(Stored data)
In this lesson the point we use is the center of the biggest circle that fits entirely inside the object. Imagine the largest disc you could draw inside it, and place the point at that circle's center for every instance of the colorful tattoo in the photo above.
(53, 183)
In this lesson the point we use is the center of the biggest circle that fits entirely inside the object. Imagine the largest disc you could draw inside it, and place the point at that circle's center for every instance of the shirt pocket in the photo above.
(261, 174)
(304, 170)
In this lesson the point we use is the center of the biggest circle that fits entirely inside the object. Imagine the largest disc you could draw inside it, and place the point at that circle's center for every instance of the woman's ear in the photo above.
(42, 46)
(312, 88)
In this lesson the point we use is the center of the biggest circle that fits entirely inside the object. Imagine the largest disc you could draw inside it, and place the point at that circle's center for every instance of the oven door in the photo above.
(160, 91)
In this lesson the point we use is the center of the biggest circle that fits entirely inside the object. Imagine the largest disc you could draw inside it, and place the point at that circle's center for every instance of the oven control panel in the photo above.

Assigned task
Output the records above in their entirety, exactly.

Exercise response
In this lesson the point we use is the center of the biggest circle that fits entirely inside the object. Imagine the largest disc you could draw inside it, and place the point at that circle's center for every instance of the colorful tattoo in the photo above.
(53, 183)
In this lesson the point we use is the center of the biggest circle that fits entirely inside the object. Imagine the largest disc you could draw inside it, and place the point at that circle's center for every instance of the shirt pocket in the photo above.
(261, 174)
(304, 170)
In this lesson the point we use is the center of the biggest circle that fits entirely inside the object. Imagine the largest disc you could draw inside it, and place the point at that circle's center for every instance of the woman's ear in the photo above.
(42, 46)
(312, 88)
In this lesson the point we use is the center of the biggest circle that fits entirely inside the object. Imagine the largest disc you could draw inside it, and place the point at that circle's center for every instance of the oven door in the photo above.
(160, 91)
In this lesson the point we use is the center of the biggest circle that fits entirely inside the object. Imagine the largest disc you could draw inside it, and place the point at that circle's center for every instance of the oven control panel in the photo above.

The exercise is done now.